### Short exercise
Print all of the data exactly as written.

**** Given information ****

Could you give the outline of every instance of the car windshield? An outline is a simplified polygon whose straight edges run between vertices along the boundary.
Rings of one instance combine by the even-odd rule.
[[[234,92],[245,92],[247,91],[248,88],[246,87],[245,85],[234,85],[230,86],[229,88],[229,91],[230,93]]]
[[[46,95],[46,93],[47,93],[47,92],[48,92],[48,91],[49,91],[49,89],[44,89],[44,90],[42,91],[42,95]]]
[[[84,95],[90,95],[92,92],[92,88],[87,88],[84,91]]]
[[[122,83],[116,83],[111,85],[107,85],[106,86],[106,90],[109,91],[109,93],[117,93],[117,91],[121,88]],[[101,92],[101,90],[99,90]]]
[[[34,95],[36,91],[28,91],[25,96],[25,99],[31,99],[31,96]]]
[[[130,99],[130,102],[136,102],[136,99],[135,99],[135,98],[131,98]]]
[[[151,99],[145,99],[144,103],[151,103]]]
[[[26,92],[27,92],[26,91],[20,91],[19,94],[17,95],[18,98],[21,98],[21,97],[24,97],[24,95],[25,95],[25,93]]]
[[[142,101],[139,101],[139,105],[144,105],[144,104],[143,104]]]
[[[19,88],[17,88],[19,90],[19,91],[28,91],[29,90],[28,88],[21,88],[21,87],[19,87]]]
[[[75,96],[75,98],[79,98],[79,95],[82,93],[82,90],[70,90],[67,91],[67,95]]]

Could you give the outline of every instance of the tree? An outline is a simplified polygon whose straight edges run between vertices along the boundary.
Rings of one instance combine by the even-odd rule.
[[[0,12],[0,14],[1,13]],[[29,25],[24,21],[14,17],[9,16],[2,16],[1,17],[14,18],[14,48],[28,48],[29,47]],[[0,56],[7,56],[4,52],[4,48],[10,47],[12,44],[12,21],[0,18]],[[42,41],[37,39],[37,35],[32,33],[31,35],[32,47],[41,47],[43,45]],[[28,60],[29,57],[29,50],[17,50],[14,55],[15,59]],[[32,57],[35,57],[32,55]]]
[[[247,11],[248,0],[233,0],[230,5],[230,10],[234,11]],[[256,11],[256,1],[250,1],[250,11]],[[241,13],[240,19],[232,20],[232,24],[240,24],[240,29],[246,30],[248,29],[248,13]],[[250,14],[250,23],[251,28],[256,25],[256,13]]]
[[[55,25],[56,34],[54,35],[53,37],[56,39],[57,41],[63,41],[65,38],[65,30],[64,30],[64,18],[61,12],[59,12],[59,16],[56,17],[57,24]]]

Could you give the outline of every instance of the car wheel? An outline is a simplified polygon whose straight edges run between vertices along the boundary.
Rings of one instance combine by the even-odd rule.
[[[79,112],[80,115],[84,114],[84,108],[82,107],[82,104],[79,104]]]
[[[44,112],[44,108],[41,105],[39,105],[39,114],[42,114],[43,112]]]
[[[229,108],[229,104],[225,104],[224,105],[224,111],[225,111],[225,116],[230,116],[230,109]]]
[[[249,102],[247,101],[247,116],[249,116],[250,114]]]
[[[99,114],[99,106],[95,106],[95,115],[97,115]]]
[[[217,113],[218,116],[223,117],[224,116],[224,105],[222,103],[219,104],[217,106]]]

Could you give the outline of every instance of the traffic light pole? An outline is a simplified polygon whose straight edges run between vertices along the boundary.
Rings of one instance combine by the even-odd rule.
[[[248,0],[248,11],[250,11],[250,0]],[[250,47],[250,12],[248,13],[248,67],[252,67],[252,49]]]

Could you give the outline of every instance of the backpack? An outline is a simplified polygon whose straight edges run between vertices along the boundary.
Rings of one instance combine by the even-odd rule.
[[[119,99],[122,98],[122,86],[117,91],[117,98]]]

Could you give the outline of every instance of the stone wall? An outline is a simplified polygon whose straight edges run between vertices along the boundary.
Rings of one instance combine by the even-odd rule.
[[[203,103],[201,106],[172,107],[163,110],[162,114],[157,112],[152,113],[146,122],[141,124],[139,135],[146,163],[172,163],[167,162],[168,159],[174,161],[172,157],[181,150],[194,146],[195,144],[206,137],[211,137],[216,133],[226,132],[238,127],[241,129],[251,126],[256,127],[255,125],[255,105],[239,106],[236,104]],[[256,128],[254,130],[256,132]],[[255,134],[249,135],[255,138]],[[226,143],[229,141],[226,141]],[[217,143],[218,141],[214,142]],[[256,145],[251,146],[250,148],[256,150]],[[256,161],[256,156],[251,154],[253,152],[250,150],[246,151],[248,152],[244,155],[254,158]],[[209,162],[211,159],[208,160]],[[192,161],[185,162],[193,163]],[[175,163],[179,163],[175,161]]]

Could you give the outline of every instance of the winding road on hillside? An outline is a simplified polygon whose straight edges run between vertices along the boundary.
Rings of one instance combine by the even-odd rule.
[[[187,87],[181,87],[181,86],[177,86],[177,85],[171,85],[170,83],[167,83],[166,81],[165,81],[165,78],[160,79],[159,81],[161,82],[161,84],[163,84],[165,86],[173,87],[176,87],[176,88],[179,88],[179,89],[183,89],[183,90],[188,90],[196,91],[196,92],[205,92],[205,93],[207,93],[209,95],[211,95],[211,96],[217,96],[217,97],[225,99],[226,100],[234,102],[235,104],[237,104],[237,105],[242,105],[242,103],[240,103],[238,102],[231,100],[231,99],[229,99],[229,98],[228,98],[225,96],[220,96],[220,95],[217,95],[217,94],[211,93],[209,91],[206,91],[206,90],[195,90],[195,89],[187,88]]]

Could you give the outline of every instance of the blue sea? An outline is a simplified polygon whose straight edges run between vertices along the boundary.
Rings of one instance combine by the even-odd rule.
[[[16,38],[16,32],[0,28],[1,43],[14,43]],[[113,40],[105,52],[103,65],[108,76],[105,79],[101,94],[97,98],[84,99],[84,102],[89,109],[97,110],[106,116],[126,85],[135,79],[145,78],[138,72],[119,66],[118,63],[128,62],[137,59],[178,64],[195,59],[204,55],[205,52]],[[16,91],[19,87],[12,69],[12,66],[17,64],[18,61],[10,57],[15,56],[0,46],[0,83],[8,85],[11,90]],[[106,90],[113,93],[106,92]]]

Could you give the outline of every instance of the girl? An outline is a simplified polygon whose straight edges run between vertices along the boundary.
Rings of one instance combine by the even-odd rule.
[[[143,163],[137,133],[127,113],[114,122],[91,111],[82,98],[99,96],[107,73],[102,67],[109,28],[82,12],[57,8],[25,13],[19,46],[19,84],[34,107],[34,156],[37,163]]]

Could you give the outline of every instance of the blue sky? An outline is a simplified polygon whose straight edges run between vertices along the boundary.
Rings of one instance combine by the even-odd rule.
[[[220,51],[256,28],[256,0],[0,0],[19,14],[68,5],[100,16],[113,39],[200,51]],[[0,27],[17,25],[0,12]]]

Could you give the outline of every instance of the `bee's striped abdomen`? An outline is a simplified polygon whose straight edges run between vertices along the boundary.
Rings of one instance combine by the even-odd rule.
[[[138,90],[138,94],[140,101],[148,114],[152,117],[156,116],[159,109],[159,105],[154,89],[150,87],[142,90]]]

****

### Result
Could you give the outline of every instance of the car windshield? An outline is a simplified polygon whose straight edges run between vertices along the boundary.
Rings of one instance combine by the even-odd rule.
[[[234,92],[245,92],[247,91],[248,88],[246,87],[245,85],[234,85],[230,86],[229,88],[229,91],[230,93]]]
[[[46,95],[46,93],[47,93],[47,92],[48,92],[48,91],[49,91],[49,89],[44,89],[44,90],[42,91],[42,95]]]
[[[84,95],[90,95],[92,92],[92,88],[87,88],[84,91]]]
[[[122,83],[116,83],[111,85],[107,85],[106,86],[106,90],[109,91],[109,93],[117,93],[117,91],[121,88]],[[101,92],[101,90],[99,90]]]
[[[34,95],[36,91],[28,91],[25,96],[25,99],[31,99],[31,96]]]
[[[130,99],[130,102],[136,102],[136,99],[135,99],[135,98],[131,98]]]
[[[151,99],[145,99],[144,103],[151,103]]]
[[[26,92],[27,92],[26,91],[20,91],[19,94],[17,95],[18,98],[21,98],[21,97],[24,97],[24,95],[25,95],[25,93]]]
[[[142,101],[139,101],[139,105],[144,105],[144,104],[143,104]]]
[[[19,88],[17,88],[19,90],[19,91],[28,91],[29,90],[28,88],[21,88],[21,87],[19,87]]]
[[[75,96],[75,98],[79,98],[79,95],[82,93],[82,90],[70,90],[67,91],[67,95]]]

Could you give the outline of every instance of the tree? An outline is a simplified polygon whose straight edges run between vertices along the boundary.
Rings of one instance combine by the even-odd rule.
[[[0,12],[0,14],[1,13]],[[29,25],[24,21],[14,17],[9,16],[2,16],[1,17],[14,18],[14,48],[28,48],[29,47]],[[0,56],[7,56],[4,52],[4,48],[10,47],[12,44],[12,21],[0,18]],[[42,41],[37,39],[37,35],[32,33],[31,35],[32,47],[41,47],[43,45]],[[28,60],[29,57],[29,50],[17,50],[14,55],[15,59]],[[32,57],[35,57],[32,55]]]
[[[247,11],[248,0],[233,0],[230,5],[230,10],[234,11]],[[256,11],[256,1],[250,1],[250,11]],[[241,13],[240,19],[232,20],[232,24],[240,24],[240,29],[246,30],[248,29],[248,13]],[[250,14],[250,23],[251,28],[256,25],[256,13]]]
[[[55,25],[56,34],[54,35],[53,37],[56,39],[57,41],[63,41],[65,38],[65,30],[64,30],[64,18],[61,12],[59,12],[59,16],[56,17],[57,24]]]

Could you give the outline of every instance of the car wheel? An outline is a simplified polygon whose straight edges run between vertices along the boundary.
Rings of one instance combine by the even-odd rule.
[[[79,112],[80,115],[84,114],[84,108],[82,107],[82,104],[79,104]]]
[[[44,112],[44,108],[41,105],[39,105],[39,114],[42,114],[43,112]]]
[[[229,108],[229,104],[225,104],[224,105],[224,111],[225,111],[225,116],[230,116],[230,109]]]
[[[249,102],[247,101],[247,116],[249,116],[250,114]]]
[[[99,114],[99,106],[95,106],[95,115],[97,115]]]
[[[217,113],[218,116],[223,117],[224,116],[224,105],[222,103],[219,104],[217,106]]]

Could you give the outline of every instance of the traffic light pole? An outline is a simplified polygon whose straight edges run between vertices along the boundary.
Rings of one instance combine by the even-odd rule.
[[[248,0],[248,11],[250,11],[250,0]],[[250,47],[250,12],[248,13],[248,67],[252,67],[252,49]]]

Could you give the outline of every instance of the backpack? An outline is a simplified polygon whose straight edges run between vertices along the boundary.
Rings of one instance combine by the even-odd rule.
[[[119,99],[122,98],[122,86],[117,91],[117,98]]]

Could you give the outline of every instance of the stone wall? An outline is a simplified polygon whose straight edges run between vertices along the boundary.
Rings of one instance combine by the even-odd rule.
[[[203,103],[201,106],[172,107],[163,110],[162,114],[157,112],[152,113],[146,122],[141,124],[139,135],[146,163],[172,163],[167,162],[168,159],[174,161],[172,157],[181,150],[194,146],[195,144],[206,137],[211,137],[216,133],[226,132],[238,127],[241,129],[251,126],[256,127],[255,125],[255,105],[239,106],[236,104]],[[256,128],[254,130],[256,132]],[[255,134],[249,135],[255,138]],[[226,143],[229,141],[226,141]],[[217,143],[218,141],[214,142]],[[256,145],[251,146],[250,148],[256,150]],[[256,161],[256,156],[251,154],[253,152],[250,150],[246,151],[248,152],[244,155],[254,158]],[[209,162],[211,159],[208,160]],[[192,161],[185,162],[193,163]],[[175,163],[179,163],[175,161]]]

Could you give the outline of every instance of the winding road on hillside? An outline is a simplified polygon whose straight edges run between vertices along the boundary.
Rings of one instance combine by the even-odd rule.
[[[187,87],[181,87],[181,86],[177,86],[177,85],[171,85],[170,83],[167,83],[166,81],[165,81],[165,78],[160,79],[159,81],[161,82],[161,84],[163,84],[165,86],[173,87],[176,87],[176,88],[179,88],[179,89],[183,89],[183,90],[188,90],[196,91],[196,92],[205,92],[205,93],[207,93],[209,95],[211,95],[211,96],[217,96],[217,97],[225,99],[226,100],[234,102],[235,104],[237,104],[237,105],[242,105],[242,103],[240,103],[238,102],[231,100],[231,99],[229,99],[229,98],[228,98],[225,96],[220,96],[220,95],[217,95],[217,94],[211,93],[209,91],[206,91],[206,90],[195,90],[195,89],[187,88]]]

Could you give the outline of every instance of the blue sea? An outline is a simplified polygon whose straight edges run between vertices along the boundary.
Rings of one instance combine by the even-odd rule.
[[[16,38],[16,32],[0,28],[1,43],[14,43]],[[113,40],[105,52],[103,65],[108,76],[105,79],[101,94],[97,98],[84,99],[84,102],[89,109],[97,110],[106,116],[126,85],[135,79],[145,78],[138,72],[119,66],[118,63],[128,62],[137,59],[178,64],[195,59],[204,55],[205,52]],[[16,91],[19,87],[12,69],[12,66],[17,64],[18,61],[10,57],[15,56],[0,46],[0,83],[8,85],[11,90]],[[106,90],[113,93],[106,92]]]

Could you give the outline of every instance of the girl? An outline is a simplified polygon whose straight edges run between vertices along the boundary.
Rings of one instance combine by the even-odd rule.
[[[143,163],[137,133],[127,113],[114,122],[91,111],[82,98],[99,96],[107,73],[102,67],[109,28],[82,12],[57,8],[25,13],[19,46],[19,84],[34,107],[34,156],[37,163]]]

Could you give the outline of every instance of the blue sky? An outline is a simplified polygon whose straight edges run between vertices along the boundary.
Rings of one instance combine by the even-odd rule.
[[[220,51],[256,28],[256,0],[0,0],[19,14],[68,5],[100,16],[113,39],[200,51]],[[0,27],[17,25],[0,12]]]

Could you give the outline of every instance of the `bee's striped abdomen`? An outline is a simplified polygon whose straight edges run between vertices along the boundary.
Rings of one instance combine by the even-odd rule.
[[[138,90],[138,94],[140,101],[148,114],[152,117],[156,116],[159,109],[159,105],[154,89],[150,87],[142,90]]]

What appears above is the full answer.